═══ INFORMATION GIVEN ═══

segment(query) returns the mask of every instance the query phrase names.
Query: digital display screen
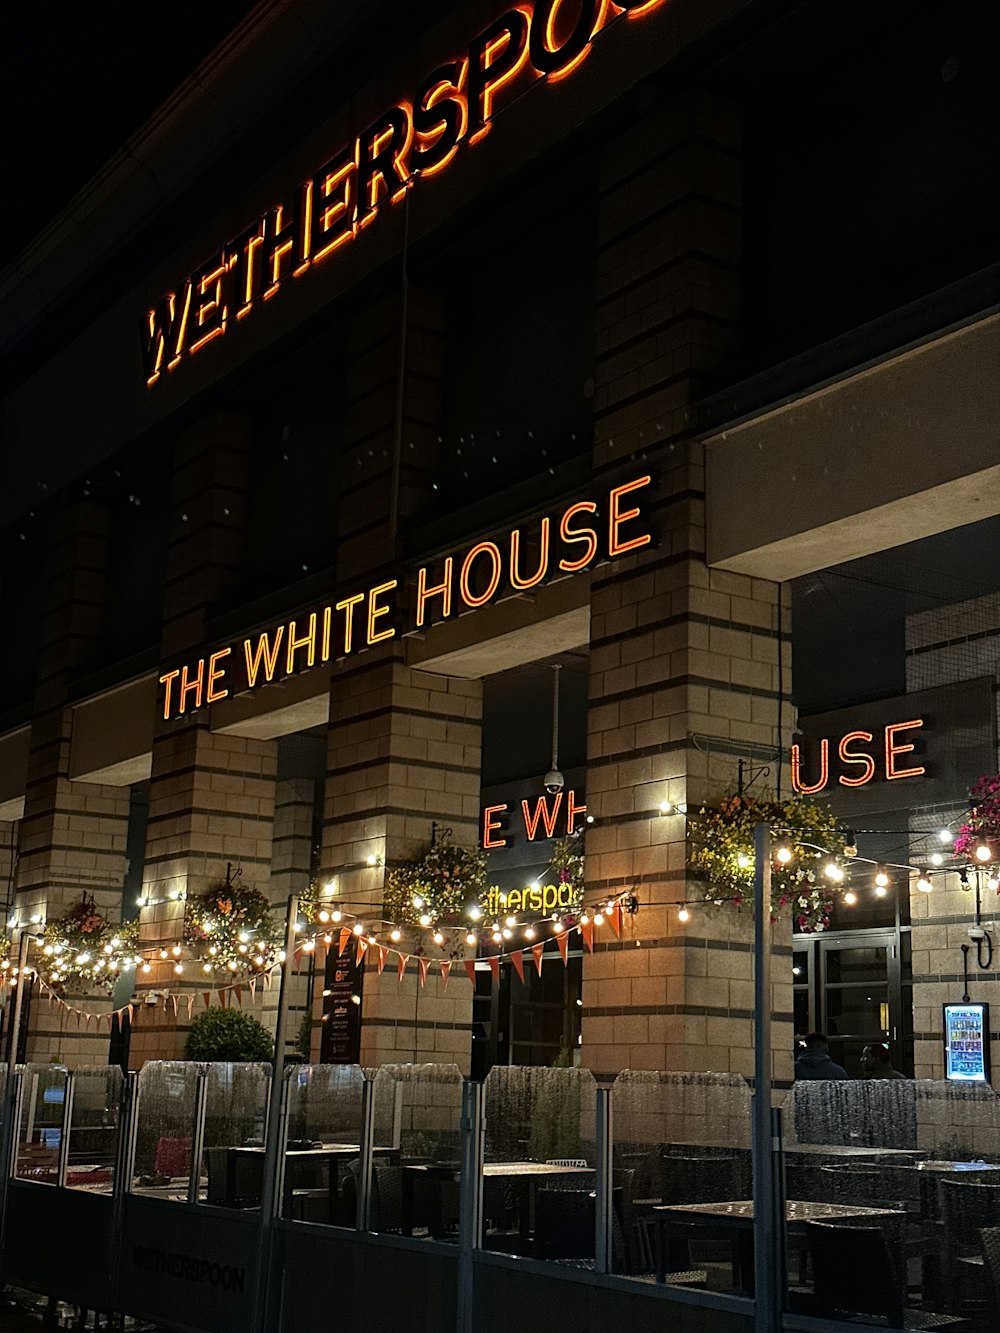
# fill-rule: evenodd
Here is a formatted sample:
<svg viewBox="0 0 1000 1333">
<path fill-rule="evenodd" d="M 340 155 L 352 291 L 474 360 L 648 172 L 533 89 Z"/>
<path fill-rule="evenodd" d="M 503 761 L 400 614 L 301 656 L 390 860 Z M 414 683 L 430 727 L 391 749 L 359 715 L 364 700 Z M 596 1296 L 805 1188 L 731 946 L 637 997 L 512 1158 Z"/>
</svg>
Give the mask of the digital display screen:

═══

§ **THE PROBLEM**: What should appear is an exact copy of the lines from the one with "# fill-rule: evenodd" through the end of the entries above, ends included, and no other text.

§ **YOUR SOLUTION**:
# fill-rule: evenodd
Here is a formatted sample:
<svg viewBox="0 0 1000 1333">
<path fill-rule="evenodd" d="M 340 155 L 352 291 L 474 360 L 648 172 L 533 89 Z"/>
<path fill-rule="evenodd" d="M 503 761 L 400 614 L 301 656 L 390 860 Z M 414 683 L 430 727 L 391 749 L 359 715 L 364 700 Z M 596 1296 L 805 1188 L 731 946 L 637 997 L 512 1158 Z"/>
</svg>
Give the mask of the digital display screen:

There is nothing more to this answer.